### What you need to do
Reproduce all of the records below line for line, character for character, and leave out the pictures.

★ ★ ★ ★ ★ ★ ★

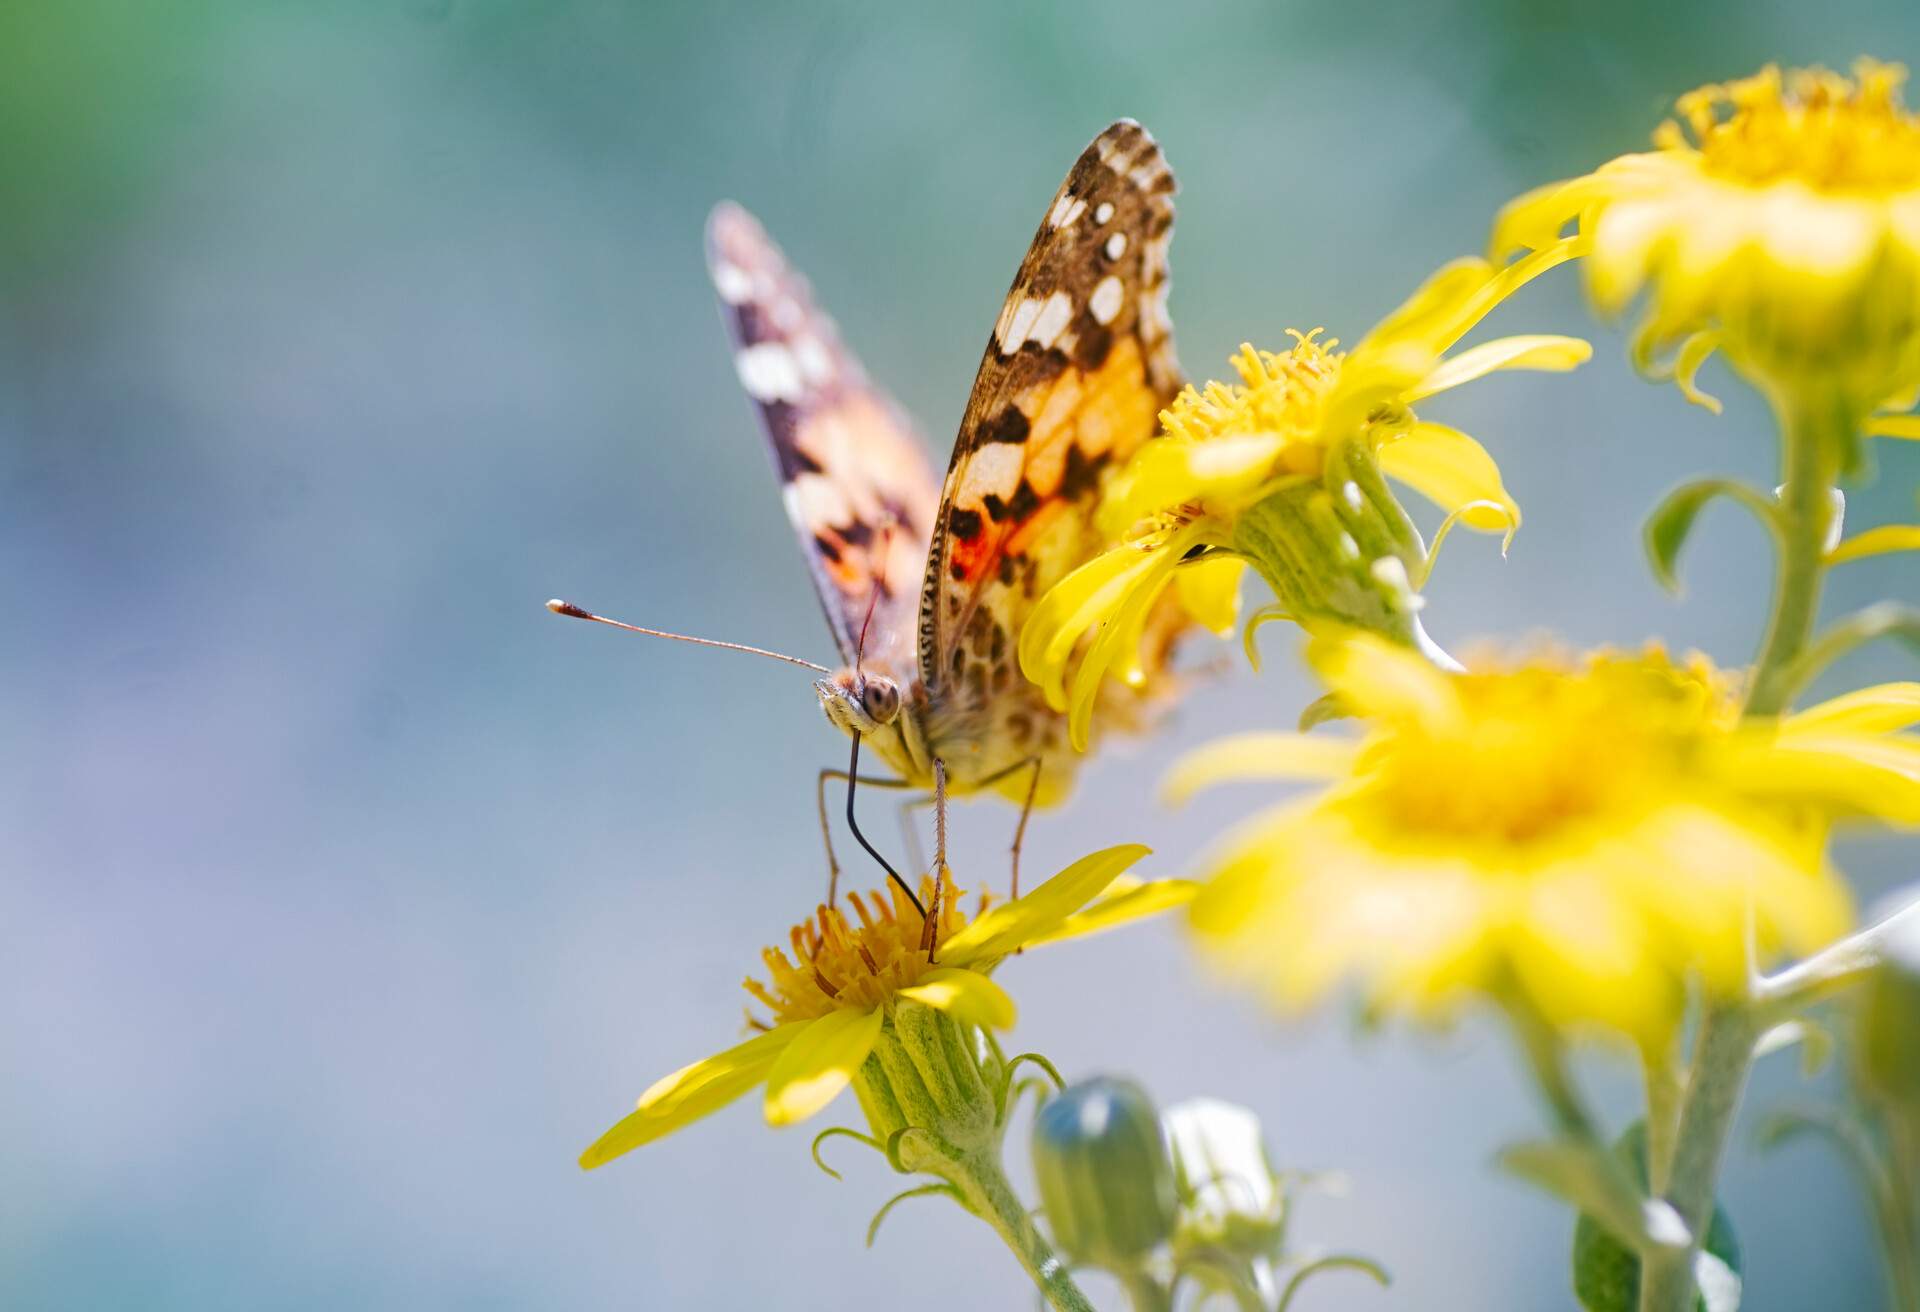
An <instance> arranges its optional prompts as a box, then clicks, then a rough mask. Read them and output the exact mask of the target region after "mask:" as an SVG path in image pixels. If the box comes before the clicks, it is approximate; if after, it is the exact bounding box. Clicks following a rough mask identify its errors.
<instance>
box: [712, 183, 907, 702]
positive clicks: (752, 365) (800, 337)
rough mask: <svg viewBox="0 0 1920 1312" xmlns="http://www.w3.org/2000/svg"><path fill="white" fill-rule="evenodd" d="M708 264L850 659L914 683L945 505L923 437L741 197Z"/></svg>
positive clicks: (737, 363) (729, 219) (787, 511)
mask: <svg viewBox="0 0 1920 1312" xmlns="http://www.w3.org/2000/svg"><path fill="white" fill-rule="evenodd" d="M707 267H708V271H710V273H712V280H714V290H716V292H718V294H720V305H722V311H724V315H726V321H728V328H730V330H732V332H733V350H735V353H733V365H735V369H737V373H739V382H741V386H743V388H745V390H747V396H751V398H753V401H755V403H756V405H758V409H760V421H762V425H764V428H766V440H768V448H770V451H772V455H774V469H776V473H778V474H780V486H781V498H783V499H785V503H787V515H789V517H791V519H793V528H795V532H797V534H799V538H801V551H803V555H804V557H806V567H808V572H810V574H812V576H814V588H816V590H818V594H820V601H822V605H824V607H826V613H828V626H829V628H831V630H833V640H835V642H837V644H839V651H841V659H843V661H847V663H849V665H852V663H854V659H856V655H858V657H860V661H862V665H866V667H870V668H879V670H885V672H889V674H895V676H897V678H900V680H902V682H904V680H906V676H908V672H910V670H912V661H914V645H912V644H914V622H916V609H918V597H920V592H918V590H920V582H922V578H924V567H925V559H927V542H929V540H931V536H933V519H935V511H937V507H939V484H937V480H935V476H933V467H931V465H929V463H927V451H925V444H924V442H922V440H920V436H918V434H916V432H914V426H912V423H910V421H908V419H906V415H904V411H902V409H900V407H899V405H897V403H895V401H893V400H891V398H889V396H887V394H883V392H881V390H879V388H876V386H874V384H872V382H868V378H866V371H862V369H860V361H858V359H854V355H852V353H851V352H849V350H847V348H845V346H843V344H841V340H839V330H837V328H835V327H833V321H831V319H829V317H828V315H826V313H822V311H820V307H818V305H814V300H812V292H810V288H808V286H806V280H804V279H803V277H801V275H799V273H795V271H793V269H791V265H787V259H785V255H781V252H780V248H778V246H774V242H772V240H770V238H768V236H766V231H764V229H762V227H760V225H758V223H756V221H755V219H753V215H749V213H747V211H745V209H741V207H739V206H733V204H722V206H718V207H714V211H712V215H710V217H708V221H707ZM862 634H864V636H866V645H864V651H862Z"/></svg>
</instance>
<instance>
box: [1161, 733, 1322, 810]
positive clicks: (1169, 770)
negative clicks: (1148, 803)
mask: <svg viewBox="0 0 1920 1312" xmlns="http://www.w3.org/2000/svg"><path fill="white" fill-rule="evenodd" d="M1357 751H1359V745H1357V743H1354V741H1352V740H1344V738H1327V736H1323V734H1233V736H1231V738H1219V740H1215V741H1212V743H1206V745H1204V747H1196V749H1194V751H1188V753H1187V755H1185V757H1181V759H1179V761H1177V763H1175V765H1173V768H1171V770H1167V776H1165V778H1164V780H1162V782H1160V795H1162V799H1164V801H1167V805H1173V807H1179V805H1181V803H1185V801H1187V799H1188V797H1192V795H1194V793H1198V791H1200V790H1204V788H1213V786H1217V784H1233V782H1240V780H1331V778H1340V776H1342V774H1346V772H1348V770H1350V768H1352V766H1354V757H1356V755H1357Z"/></svg>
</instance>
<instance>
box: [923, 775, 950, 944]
mask: <svg viewBox="0 0 1920 1312" xmlns="http://www.w3.org/2000/svg"><path fill="white" fill-rule="evenodd" d="M947 878H948V876H947V763H945V761H941V759H939V757H933V909H931V911H929V912H927V914H925V918H924V922H922V926H924V928H922V930H920V947H922V949H924V951H925V955H927V960H933V953H935V949H939V935H941V901H943V899H945V897H947Z"/></svg>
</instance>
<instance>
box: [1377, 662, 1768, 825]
mask: <svg viewBox="0 0 1920 1312" xmlns="http://www.w3.org/2000/svg"><path fill="white" fill-rule="evenodd" d="M1453 682H1455V688H1457V693H1459V705H1461V711H1463V715H1461V717H1459V718H1457V720H1453V722H1452V724H1448V726H1436V724H1434V722H1432V720H1428V718H1409V720H1405V722H1398V724H1390V726H1388V730H1386V734H1382V736H1380V738H1377V740H1375V741H1373V743H1371V745H1369V755H1371V763H1373V770H1371V778H1369V784H1367V786H1365V788H1363V791H1361V793H1359V797H1357V799H1361V801H1363V803H1365V807H1367V811H1369V813H1371V814H1377V816H1379V818H1380V820H1382V822H1384V828H1386V830H1388V832H1394V834H1402V836H1411V838H1413V841H1421V839H1425V838H1432V836H1448V838H1473V839H1482V841H1484V839H1492V841H1496V843H1501V845H1509V847H1511V845H1528V843H1538V841H1544V839H1551V838H1557V836H1565V834H1569V832H1574V830H1584V828H1590V826H1596V824H1601V826H1611V824H1615V822H1626V820H1630V818H1634V816H1636V814H1640V813H1642V811H1644V809H1647V807H1649V805H1655V803H1657V801H1661V799H1663V797H1668V795H1670V788H1668V784H1672V782H1674V780H1676V778H1680V774H1682V772H1684V768H1686V757H1688V751H1690V747H1692V743H1693V741H1695V740H1697V738H1699V736H1703V734H1705V732H1711V730H1713V728H1718V726H1732V722H1734V720H1736V717H1738V709H1736V701H1734V697H1732V690H1730V686H1728V684H1726V680H1722V678H1718V676H1716V674H1713V672H1711V670H1707V668H1705V667H1701V665H1695V667H1674V665H1672V663H1670V661H1668V659H1667V657H1665V655H1659V653H1647V655H1642V657H1624V655H1601V657H1596V659H1594V663H1592V665H1590V667H1588V668H1586V670H1580V672H1569V670H1565V668H1555V667H1551V665H1534V667H1526V668H1519V670H1507V672H1492V674H1463V676H1457V678H1455V680H1453Z"/></svg>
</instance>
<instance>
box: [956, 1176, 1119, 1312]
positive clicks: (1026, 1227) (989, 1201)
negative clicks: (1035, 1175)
mask: <svg viewBox="0 0 1920 1312" xmlns="http://www.w3.org/2000/svg"><path fill="white" fill-rule="evenodd" d="M950 1179H952V1183H954V1187H958V1189H960V1195H962V1199H964V1201H966V1206H968V1210H972V1212H973V1214H975V1216H979V1218H981V1220H983V1222H987V1224H989V1226H993V1229H995V1233H998V1235H1000V1239H1002V1241H1004V1243H1006V1247H1008V1249H1010V1251H1012V1252H1014V1256H1016V1258H1018V1260H1020V1264H1021V1266H1023V1268H1025V1272H1027V1276H1031V1277H1033V1283H1035V1285H1037V1287H1039V1291H1041V1295H1043V1297H1044V1299H1046V1306H1050V1308H1056V1312H1094V1310H1092V1304H1091V1302H1089V1300H1087V1295H1083V1293H1081V1291H1079V1287H1077V1285H1075V1283H1073V1277H1071V1276H1068V1268H1066V1262H1062V1260H1060V1256H1058V1254H1056V1252H1054V1251H1052V1245H1048V1243H1046V1239H1044V1237H1043V1235H1041V1229H1039V1226H1035V1224H1033V1216H1031V1214H1029V1212H1027V1208H1025V1204H1021V1201H1020V1195H1016V1193H1014V1185H1010V1183H1008V1179H1006V1172H1002V1170H1000V1162H998V1160H996V1158H995V1156H993V1154H991V1153H972V1154H968V1156H966V1158H962V1160H958V1162H954V1164H952V1174H950Z"/></svg>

★ ★ ★ ★ ★ ★ ★

### Output for this task
An <instance> arranges its optional prompts as a box, then clicks, then a rough mask. Read them and output the exact mask of the target region after "mask:" as an SVG path in image pixels. If the box comes before the clicks, it is approximate; if after, it is the exact bounding box. Clicks following a rough mask identify its errors.
<instance>
box: [712, 183, 907, 702]
positive clicks: (752, 365) (800, 337)
rough mask: <svg viewBox="0 0 1920 1312" xmlns="http://www.w3.org/2000/svg"><path fill="white" fill-rule="evenodd" d="M708 264L850 659L914 683L945 505L923 437L741 197Z"/></svg>
positive clicks: (737, 363) (729, 219) (787, 511)
mask: <svg viewBox="0 0 1920 1312" xmlns="http://www.w3.org/2000/svg"><path fill="white" fill-rule="evenodd" d="M707 267H708V271H710V273H712V280H714V290H716V292H718V294H720V305H722V311H724V315H726V321H728V328H730V330H732V332H733V350H735V353H733V365H735V369H737V373H739V382H741V386H743V388H745V390H747V396H751V398H753V401H755V403H756V405H758V409H760V421H762V425H764V428H766V440H768V448H770V451H772V455H774V469H776V473H778V474H780V486H781V498H783V499H785V503H787V515H789V517H791V519H793V528H795V532H797V534H799V538H801V551H803V555H804V557H806V567H808V572H810V574H812V576H814V588H816V590H818V594H820V601H822V605H824V607H826V613H828V626H829V628H831V630H833V640H835V642H837V644H839V651H841V659H843V661H847V663H849V665H852V663H854V659H856V655H858V657H860V661H862V665H866V667H870V668H879V670H885V672H889V674H895V676H897V678H900V680H902V682H904V680H906V676H908V672H910V670H912V661H914V645H912V644H914V622H916V609H918V597H920V592H918V590H920V582H922V578H924V567H925V559H927V542H929V540H931V536H933V519H935V511H937V507H939V484H937V480H935V476H933V467H931V465H929V463H927V451H925V444H924V442H922V440H920V436H918V434H916V432H914V426H912V423H910V421H908V419H906V415H904V411H902V409H900V407H899V405H897V403H895V401H893V400H891V398H889V396H887V394H883V392H881V390H879V388H876V386H874V384H872V382H868V378H866V371H862V369H860V361H858V359H854V355H852V353H851V352H849V350H847V348H845V346H843V344H841V340H839V330H837V328H835V327H833V321H831V319H829V317H828V315H826V313H822V311H820V307H818V305H814V300H812V292H810V288H808V286H806V280H804V279H803V277H801V275H799V273H795V271H793V269H791V265H787V259H785V255H781V252H780V248H778V246H774V242H772V240H770V238H768V236H766V231H764V229H762V227H760V225H758V223H756V221H755V219H753V215H749V213H747V211H745V209H741V207H739V206H733V204H722V206H718V207H714V211H712V215H710V217H708V221H707ZM862 634H864V636H866V645H864V651H862Z"/></svg>
</instance>
<instance>
box: [1161, 733, 1322, 810]
positive clicks: (1169, 770)
negative clicks: (1148, 803)
mask: <svg viewBox="0 0 1920 1312" xmlns="http://www.w3.org/2000/svg"><path fill="white" fill-rule="evenodd" d="M1357 751H1359V745H1357V743H1354V741H1352V740H1344V738H1327V736H1323V734H1233V736H1231V738H1219V740H1215V741H1212V743H1206V745H1204V747H1196V749H1194V751H1188V753H1187V755H1185V757H1181V759H1179V761H1177V763H1175V765H1173V768H1171V770H1167V776H1165V778H1164V780H1162V782H1160V795H1162V799H1164V801H1167V805H1173V807H1179V805H1181V803H1185V801H1187V799H1188V797H1192V795H1194V793H1198V791H1200V790H1204V788H1213V786H1217V784H1233V782H1240V780H1331V778H1340V776H1342V774H1346V772H1348V770H1350V768H1352V766H1354V757H1356V755H1357Z"/></svg>
</instance>
<instance>
box: [923, 775, 950, 944]
mask: <svg viewBox="0 0 1920 1312" xmlns="http://www.w3.org/2000/svg"><path fill="white" fill-rule="evenodd" d="M947 878H948V876H947V763H945V761H941V759H939V757H933V909H931V911H929V912H927V914H925V918H924V922H922V926H924V928H922V930H920V947H922V949H924V951H925V955H927V960H933V953H935V949H939V935H941V901H943V899H945V897H947Z"/></svg>
</instance>
<instance>
box: [1377, 662, 1768, 825]
mask: <svg viewBox="0 0 1920 1312" xmlns="http://www.w3.org/2000/svg"><path fill="white" fill-rule="evenodd" d="M1453 682H1455V688H1457V693H1459V705H1461V711H1463V715H1461V717H1459V718H1457V720H1453V722H1452V724H1448V726H1436V724H1434V722H1432V720H1428V718H1409V720H1405V722H1398V724H1390V726H1388V730H1386V734H1382V736H1380V738H1377V740H1375V741H1373V743H1371V745H1369V755H1371V763H1373V770H1371V778H1369V784H1367V786H1365V788H1363V791H1361V793H1359V797H1357V799H1361V801H1363V803H1365V807H1367V811H1369V813H1371V814H1377V816H1379V818H1380V820H1382V822H1384V828H1386V830H1388V832H1394V834H1402V836H1411V838H1413V841H1421V839H1425V838H1432V836H1448V838H1473V839H1482V841H1484V839H1492V841H1496V843H1501V845H1509V847H1511V845H1528V843H1538V841H1544V839H1551V838H1557V836H1565V834H1569V832H1574V830H1584V828H1590V826H1596V824H1601V826H1611V824H1615V822H1626V820H1630V818H1634V816H1636V814H1640V813H1642V811H1644V809H1647V807H1649V805H1655V803H1657V801H1661V799H1663V797H1668V795H1670V788H1668V784H1672V782H1674V780H1676V778H1680V774H1682V772H1684V768H1686V757H1688V751H1690V747H1692V743H1693V741H1695V740H1697V738H1699V736H1703V734H1705V732H1711V730H1713V728H1718V726H1732V722H1734V720H1736V717H1738V709H1736V701H1734V697H1732V690H1730V686H1728V684H1726V680H1722V678H1718V676H1716V674H1713V672H1711V670H1707V668H1705V667H1701V665H1695V667H1674V665H1672V663H1670V661H1668V659H1667V657H1665V655H1659V653H1647V655H1642V657H1624V655H1601V657H1596V659H1594V663H1592V665H1590V667H1588V668H1586V670H1580V672H1569V670H1565V668H1555V667H1551V665H1534V667H1526V668H1519V670H1507V672H1492V674H1463V676H1457V678H1455V680H1453Z"/></svg>
</instance>
<instance>
box: [956, 1176, 1119, 1312]
positive clicks: (1026, 1227) (989, 1201)
negative clicks: (1035, 1175)
mask: <svg viewBox="0 0 1920 1312" xmlns="http://www.w3.org/2000/svg"><path fill="white" fill-rule="evenodd" d="M950 1179H952V1183H954V1187H958V1189H960V1195H962V1199H964V1201H966V1206H968V1210H972V1212H973V1214H975V1216H979V1218H981V1220H983V1222H987V1224H989V1226H993V1229H995V1233H998V1235H1000V1239H1002V1241H1004V1243H1006V1247H1008V1249H1010V1251H1012V1252H1014V1256H1016V1258H1018V1260H1020V1264H1021V1266H1023V1268H1025V1272H1027V1276H1031V1277H1033V1283H1035V1285H1037V1287H1039V1291H1041V1295H1043V1297H1044V1299H1046V1306H1050V1308H1056V1312H1094V1310H1092V1304H1091V1302H1089V1300H1087V1295H1083V1293H1081V1291H1079V1287H1077V1285H1075V1283H1073V1277H1071V1276H1068V1268H1066V1262H1062V1260H1060V1256H1058V1254H1056V1252H1054V1251H1052V1245H1048V1243H1046V1239H1044V1237H1043V1235H1041V1229H1039V1226H1035V1224H1033V1216H1031V1214H1029V1212H1027V1208H1025V1204H1021V1201H1020V1195H1016V1193H1014V1185H1010V1183H1008V1179H1006V1172H1002V1170H1000V1162H998V1160H996V1158H995V1156H993V1154H991V1153H972V1154H968V1156H966V1158H962V1160H958V1162H954V1164H952V1174H950Z"/></svg>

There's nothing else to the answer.